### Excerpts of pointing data
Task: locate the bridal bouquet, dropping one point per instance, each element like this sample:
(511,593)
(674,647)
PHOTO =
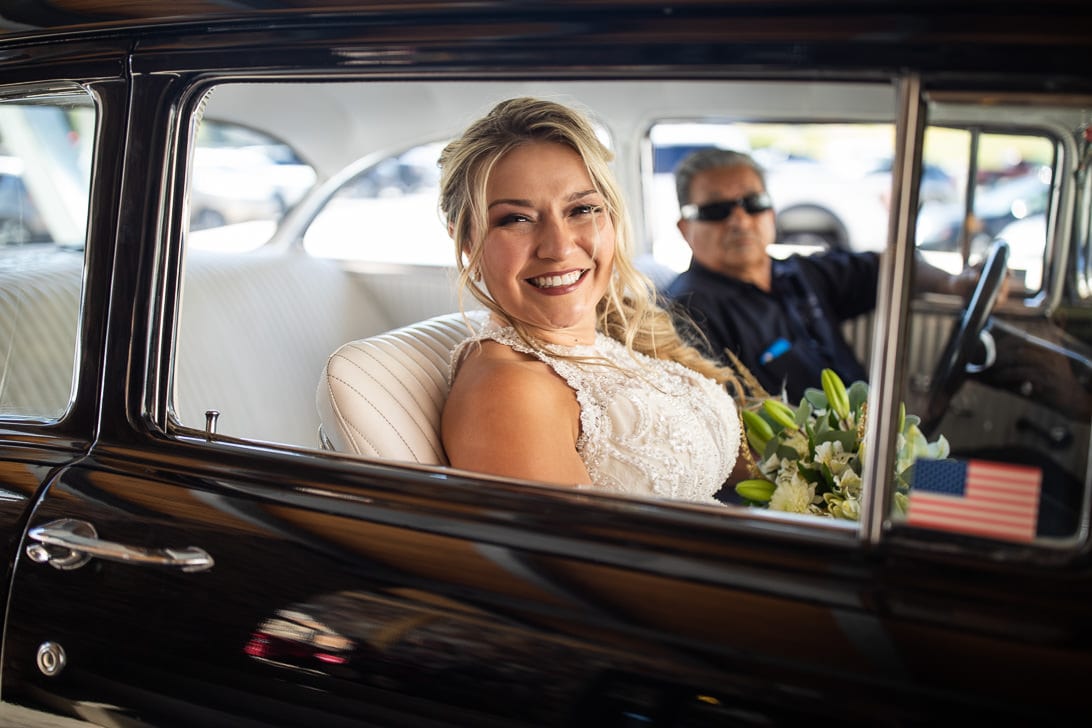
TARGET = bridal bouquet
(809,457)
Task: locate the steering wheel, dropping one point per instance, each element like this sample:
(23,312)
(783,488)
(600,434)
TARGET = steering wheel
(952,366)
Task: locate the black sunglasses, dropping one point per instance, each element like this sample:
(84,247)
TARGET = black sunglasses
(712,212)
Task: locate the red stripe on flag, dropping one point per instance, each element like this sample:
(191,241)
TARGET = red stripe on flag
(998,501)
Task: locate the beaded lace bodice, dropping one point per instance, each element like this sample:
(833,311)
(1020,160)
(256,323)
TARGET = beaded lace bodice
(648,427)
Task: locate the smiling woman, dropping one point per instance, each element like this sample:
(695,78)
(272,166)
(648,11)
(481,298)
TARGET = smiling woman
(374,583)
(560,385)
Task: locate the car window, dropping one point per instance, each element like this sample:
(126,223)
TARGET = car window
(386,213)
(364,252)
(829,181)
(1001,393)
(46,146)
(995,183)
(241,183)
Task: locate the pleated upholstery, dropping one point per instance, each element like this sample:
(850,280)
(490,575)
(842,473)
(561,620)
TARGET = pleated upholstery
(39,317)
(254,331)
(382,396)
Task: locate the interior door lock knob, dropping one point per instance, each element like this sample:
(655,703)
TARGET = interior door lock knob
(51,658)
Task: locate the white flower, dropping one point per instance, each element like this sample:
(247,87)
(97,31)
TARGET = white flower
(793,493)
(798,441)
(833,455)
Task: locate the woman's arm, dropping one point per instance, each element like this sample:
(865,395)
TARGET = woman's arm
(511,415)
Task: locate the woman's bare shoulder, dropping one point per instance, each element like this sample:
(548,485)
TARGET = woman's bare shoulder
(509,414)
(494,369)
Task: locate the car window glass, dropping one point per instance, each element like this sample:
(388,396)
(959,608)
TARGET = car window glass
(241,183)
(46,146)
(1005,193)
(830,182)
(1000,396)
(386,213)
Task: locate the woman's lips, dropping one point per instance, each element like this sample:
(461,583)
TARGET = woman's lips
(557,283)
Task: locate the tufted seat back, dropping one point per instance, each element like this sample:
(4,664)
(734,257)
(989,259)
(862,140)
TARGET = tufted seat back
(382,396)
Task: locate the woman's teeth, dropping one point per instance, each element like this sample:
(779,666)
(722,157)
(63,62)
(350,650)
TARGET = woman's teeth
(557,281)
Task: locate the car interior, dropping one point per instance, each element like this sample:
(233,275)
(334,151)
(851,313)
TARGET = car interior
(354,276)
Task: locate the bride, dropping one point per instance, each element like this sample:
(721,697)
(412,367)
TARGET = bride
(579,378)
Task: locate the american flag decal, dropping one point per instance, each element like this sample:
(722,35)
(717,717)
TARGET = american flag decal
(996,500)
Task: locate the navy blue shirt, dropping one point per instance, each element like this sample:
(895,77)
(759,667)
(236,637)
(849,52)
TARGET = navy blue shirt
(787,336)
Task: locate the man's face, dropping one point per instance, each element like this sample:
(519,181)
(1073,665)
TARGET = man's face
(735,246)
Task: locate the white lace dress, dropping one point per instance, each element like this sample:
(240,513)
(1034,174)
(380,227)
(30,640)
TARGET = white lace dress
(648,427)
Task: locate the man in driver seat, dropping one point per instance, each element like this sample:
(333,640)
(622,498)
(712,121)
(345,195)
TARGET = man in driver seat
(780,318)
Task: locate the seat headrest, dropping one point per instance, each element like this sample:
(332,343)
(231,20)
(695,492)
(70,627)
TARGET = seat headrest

### Given request
Every record above should be written out again without change, except that the pictures are left out.

### Solution below
Task: locate the bridal bouquet, dropping one point per instance, each element like this sample:
(511,593)
(674,647)
PHOTO =
TARGET = bridal bouquet
(809,457)
Task: locate the steering wheel, dropping one point per instance, each element like this sample:
(23,312)
(783,488)
(600,434)
TARGET = steering wheel
(952,366)
Task: locate the black sunglasses, dropping one point per instance, each element like this sample:
(84,247)
TARGET = black sunglasses
(712,212)
Task: locate the red stripe on flag, dropping one point per instance, each element like this sample:
(191,241)
TARGET = red stripe on flag
(998,501)
Task: locate the beaded lace bodice, dropping one point per instance, each element like this sample:
(833,311)
(1020,160)
(256,323)
TARGET = beaded lace bodice
(648,427)
Task: locate the smiling woman, dropping one point per instance, each element like this sample:
(695,78)
(272,166)
(648,11)
(481,298)
TARGET = smiling woman
(374,583)
(560,385)
Task: locate the car window, dropping one point per instance, each element like this sample:
(126,223)
TARGET = car window
(386,213)
(364,252)
(829,181)
(1001,393)
(46,146)
(995,183)
(241,183)
Task: locate the pleated upholstery, dropping one point per instance, each element like this sample:
(850,280)
(490,575)
(842,473)
(561,620)
TARGET = pleated upholstery
(39,317)
(254,331)
(382,396)
Task: locate the interior door lock knob, dropping one point per instance, each element like this sample:
(655,703)
TARGET = interior door lock knob
(51,658)
Task: locate the white flower, dropping one point per instance, each element like this sample:
(247,87)
(97,31)
TARGET = white flower
(793,493)
(798,441)
(833,455)
Task: locate the woman's arm, dropping one point per instance, each element like this sample:
(865,395)
TARGET = woman's arm
(511,415)
Task: locate the woman's bare shoulder, dropping one point per instance, each element like this sample:
(548,485)
TARGET = woman's bare shoulder
(509,414)
(494,369)
Task: locate the car window glass, dropping one point per instance, each element like this sample:
(388,396)
(959,608)
TARGET = car window glass
(241,183)
(46,146)
(1005,193)
(830,182)
(1000,396)
(386,213)
Task: locate the woman's lips, dropping one point per instance, each element like this sample:
(461,583)
TARGET = woman's lips
(557,283)
Task: locate the tufted seat back, dropping one point per instance, each element like this sample:
(4,664)
(734,257)
(989,259)
(862,140)
TARGET = tufted seat back
(382,396)
Task: locate the woman's teeth, dropping one point per instance, each element like this sample:
(779,666)
(722,157)
(63,62)
(350,650)
TARGET = woman's teeth
(557,281)
Task: locate the car interior, dropping one point per instance, each element like this sample:
(233,275)
(334,151)
(851,313)
TARGET = car interior
(354,276)
Task: locate the bride, dropping one point per instance, each element like this sample:
(721,697)
(412,367)
TARGET = bride
(579,378)
Task: locate the american flag decal, dropping one point per instance, each element like this sample:
(722,35)
(717,717)
TARGET = american flag decal
(996,500)
Task: locate the navy blue shirt, dropping one point per instance, each element like this sample:
(895,77)
(759,667)
(236,637)
(849,52)
TARGET = navy blue shirt
(787,336)
Task: locate the man's face, dropping one point per instance, each element like this sample:
(519,181)
(1073,665)
TARGET = man's face
(735,246)
Task: locate the white lace dress, dropping one point per instance, each element like this sample:
(240,513)
(1034,174)
(380,227)
(30,640)
TARGET = white lace dress
(648,427)
Task: locate the man in driver seat, dropping one point per instance, each element like this sample:
(333,640)
(622,498)
(712,121)
(345,195)
TARGET = man in driver seat
(780,318)
Task: locate the seat headrest, dropping one point per instance, each element like this sample:
(332,343)
(231,20)
(695,492)
(70,627)
TARGET = seat headrest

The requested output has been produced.